DIRECTIONS FOR THIS TASK: As you look over the data below, please find each line where the word "shirt" appears, then copy it.

RECORDS FOR THE EXERCISE:

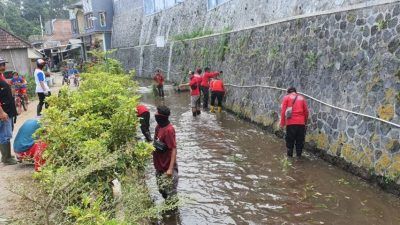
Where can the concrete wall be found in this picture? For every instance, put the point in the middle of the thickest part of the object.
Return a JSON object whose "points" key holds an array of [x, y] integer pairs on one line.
{"points": [[193, 14], [18, 60], [349, 58]]}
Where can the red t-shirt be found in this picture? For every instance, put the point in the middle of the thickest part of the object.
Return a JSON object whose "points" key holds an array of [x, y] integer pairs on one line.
{"points": [[161, 160], [218, 85], [141, 109], [159, 78], [194, 82], [207, 76], [299, 113]]}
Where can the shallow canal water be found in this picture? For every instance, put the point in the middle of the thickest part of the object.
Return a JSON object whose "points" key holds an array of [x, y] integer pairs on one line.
{"points": [[232, 172]]}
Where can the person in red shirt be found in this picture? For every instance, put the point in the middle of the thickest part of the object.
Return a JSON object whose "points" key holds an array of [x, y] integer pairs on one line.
{"points": [[164, 157], [159, 79], [217, 92], [194, 85], [2, 68], [205, 85], [143, 114], [294, 116]]}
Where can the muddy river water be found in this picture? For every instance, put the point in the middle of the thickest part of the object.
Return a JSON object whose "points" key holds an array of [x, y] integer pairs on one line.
{"points": [[232, 172]]}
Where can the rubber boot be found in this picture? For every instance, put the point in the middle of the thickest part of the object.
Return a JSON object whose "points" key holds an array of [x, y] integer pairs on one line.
{"points": [[148, 136], [212, 109], [299, 152], [290, 153], [6, 157]]}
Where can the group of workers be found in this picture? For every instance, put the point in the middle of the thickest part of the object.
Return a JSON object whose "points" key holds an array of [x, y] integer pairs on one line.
{"points": [[200, 84], [25, 146]]}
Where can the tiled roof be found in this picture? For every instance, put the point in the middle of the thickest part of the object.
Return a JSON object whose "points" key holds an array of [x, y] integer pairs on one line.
{"points": [[10, 41]]}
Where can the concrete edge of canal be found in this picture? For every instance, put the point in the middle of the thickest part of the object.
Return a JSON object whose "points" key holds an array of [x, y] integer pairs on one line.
{"points": [[382, 182]]}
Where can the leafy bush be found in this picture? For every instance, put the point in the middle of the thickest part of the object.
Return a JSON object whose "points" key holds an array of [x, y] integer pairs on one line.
{"points": [[31, 86], [90, 135]]}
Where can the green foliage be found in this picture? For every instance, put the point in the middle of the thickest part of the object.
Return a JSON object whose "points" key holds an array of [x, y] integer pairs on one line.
{"points": [[382, 24], [311, 59], [198, 32], [31, 86], [351, 17], [21, 17], [273, 53], [90, 142]]}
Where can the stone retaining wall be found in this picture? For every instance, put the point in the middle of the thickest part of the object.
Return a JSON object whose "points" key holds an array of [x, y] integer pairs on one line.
{"points": [[349, 59]]}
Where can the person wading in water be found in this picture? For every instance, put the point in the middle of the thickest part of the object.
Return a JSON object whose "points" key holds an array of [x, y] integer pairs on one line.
{"points": [[294, 116]]}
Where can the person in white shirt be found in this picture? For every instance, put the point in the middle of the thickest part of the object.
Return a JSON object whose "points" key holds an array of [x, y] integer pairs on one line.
{"points": [[42, 89]]}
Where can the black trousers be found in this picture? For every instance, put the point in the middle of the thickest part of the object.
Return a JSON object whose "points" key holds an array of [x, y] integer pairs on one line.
{"points": [[145, 125], [160, 89], [295, 136], [219, 95], [206, 96], [42, 102]]}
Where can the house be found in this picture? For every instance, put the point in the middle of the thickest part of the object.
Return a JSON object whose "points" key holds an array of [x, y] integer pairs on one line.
{"points": [[91, 21], [18, 52]]}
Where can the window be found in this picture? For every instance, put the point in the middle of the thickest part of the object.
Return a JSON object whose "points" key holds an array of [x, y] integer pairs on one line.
{"points": [[102, 16], [89, 21], [214, 3], [159, 5], [153, 6], [75, 28]]}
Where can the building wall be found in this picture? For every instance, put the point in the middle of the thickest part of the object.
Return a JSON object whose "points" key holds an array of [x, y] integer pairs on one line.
{"points": [[18, 60], [60, 30], [193, 14], [349, 58]]}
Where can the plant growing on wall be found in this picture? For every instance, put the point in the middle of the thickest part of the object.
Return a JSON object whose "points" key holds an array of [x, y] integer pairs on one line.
{"points": [[311, 59], [198, 32], [223, 46], [382, 24], [273, 53]]}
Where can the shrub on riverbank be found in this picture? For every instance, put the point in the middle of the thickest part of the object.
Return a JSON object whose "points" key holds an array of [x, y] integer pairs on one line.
{"points": [[91, 141]]}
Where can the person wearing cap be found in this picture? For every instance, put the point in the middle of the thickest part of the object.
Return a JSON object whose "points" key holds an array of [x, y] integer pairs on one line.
{"points": [[217, 93], [159, 79], [2, 68], [194, 85], [7, 113], [29, 146], [143, 115], [42, 89], [294, 116], [164, 157], [205, 85]]}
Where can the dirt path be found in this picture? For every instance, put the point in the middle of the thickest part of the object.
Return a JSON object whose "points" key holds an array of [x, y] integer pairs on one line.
{"points": [[8, 201]]}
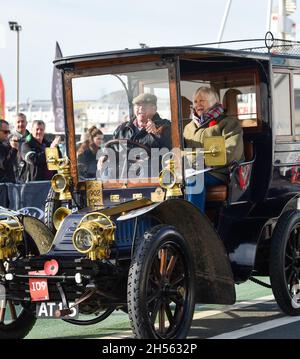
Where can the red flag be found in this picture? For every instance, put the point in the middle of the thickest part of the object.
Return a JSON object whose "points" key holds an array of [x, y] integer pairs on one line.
{"points": [[57, 95], [2, 99]]}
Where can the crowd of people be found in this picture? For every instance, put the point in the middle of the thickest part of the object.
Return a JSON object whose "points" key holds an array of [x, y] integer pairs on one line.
{"points": [[22, 152]]}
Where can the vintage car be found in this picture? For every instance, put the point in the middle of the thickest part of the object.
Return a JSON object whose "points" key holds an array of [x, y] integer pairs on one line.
{"points": [[135, 243]]}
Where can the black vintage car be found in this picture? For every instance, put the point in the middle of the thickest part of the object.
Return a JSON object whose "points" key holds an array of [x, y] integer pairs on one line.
{"points": [[137, 244]]}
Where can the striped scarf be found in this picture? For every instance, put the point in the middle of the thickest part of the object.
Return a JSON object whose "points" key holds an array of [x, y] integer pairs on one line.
{"points": [[211, 114]]}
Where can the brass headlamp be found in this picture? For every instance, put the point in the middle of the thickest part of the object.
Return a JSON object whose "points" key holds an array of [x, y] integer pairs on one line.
{"points": [[11, 231], [93, 235], [168, 178], [61, 181]]}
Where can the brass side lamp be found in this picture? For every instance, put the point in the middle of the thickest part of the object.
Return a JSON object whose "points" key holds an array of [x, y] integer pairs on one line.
{"points": [[61, 181]]}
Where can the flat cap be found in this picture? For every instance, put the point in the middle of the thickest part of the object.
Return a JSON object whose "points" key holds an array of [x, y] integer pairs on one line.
{"points": [[145, 98]]}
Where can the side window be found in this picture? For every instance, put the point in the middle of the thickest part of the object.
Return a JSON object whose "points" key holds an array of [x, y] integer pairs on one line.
{"points": [[297, 102], [282, 111]]}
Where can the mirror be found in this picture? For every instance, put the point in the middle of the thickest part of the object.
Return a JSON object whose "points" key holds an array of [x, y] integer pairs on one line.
{"points": [[214, 151]]}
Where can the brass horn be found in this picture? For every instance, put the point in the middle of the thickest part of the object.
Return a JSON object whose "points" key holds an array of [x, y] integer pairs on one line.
{"points": [[59, 215]]}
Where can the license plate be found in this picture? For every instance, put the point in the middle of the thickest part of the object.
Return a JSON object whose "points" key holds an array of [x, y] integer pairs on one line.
{"points": [[46, 310], [38, 288]]}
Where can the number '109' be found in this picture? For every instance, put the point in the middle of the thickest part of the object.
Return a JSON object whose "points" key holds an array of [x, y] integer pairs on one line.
{"points": [[37, 286]]}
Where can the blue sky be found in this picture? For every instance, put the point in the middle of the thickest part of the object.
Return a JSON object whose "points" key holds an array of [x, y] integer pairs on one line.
{"points": [[85, 26]]}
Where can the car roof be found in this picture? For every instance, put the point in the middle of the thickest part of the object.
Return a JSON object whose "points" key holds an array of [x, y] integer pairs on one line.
{"points": [[182, 51]]}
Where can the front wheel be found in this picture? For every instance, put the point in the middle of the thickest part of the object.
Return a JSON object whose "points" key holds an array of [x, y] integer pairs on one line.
{"points": [[285, 262], [161, 285], [51, 205]]}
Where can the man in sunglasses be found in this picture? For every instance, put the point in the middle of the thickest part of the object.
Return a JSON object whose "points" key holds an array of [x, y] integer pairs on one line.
{"points": [[8, 153]]}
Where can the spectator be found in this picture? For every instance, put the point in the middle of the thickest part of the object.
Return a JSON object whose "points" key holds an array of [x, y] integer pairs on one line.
{"points": [[8, 153], [87, 153], [146, 128], [209, 120], [34, 165]]}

PROBLEM SOLUTION:
Where can the red t-shirt be found in this picture? For every instance, put the point in the middle of the thickest part of the object.
Where can the person in red shirt be found in this picture? For every instance, put the point in the middle of the thickest part of the object.
Where can the person in white shirt be found in this picture? For every instance, put the point in the middle of the thickest part of the object.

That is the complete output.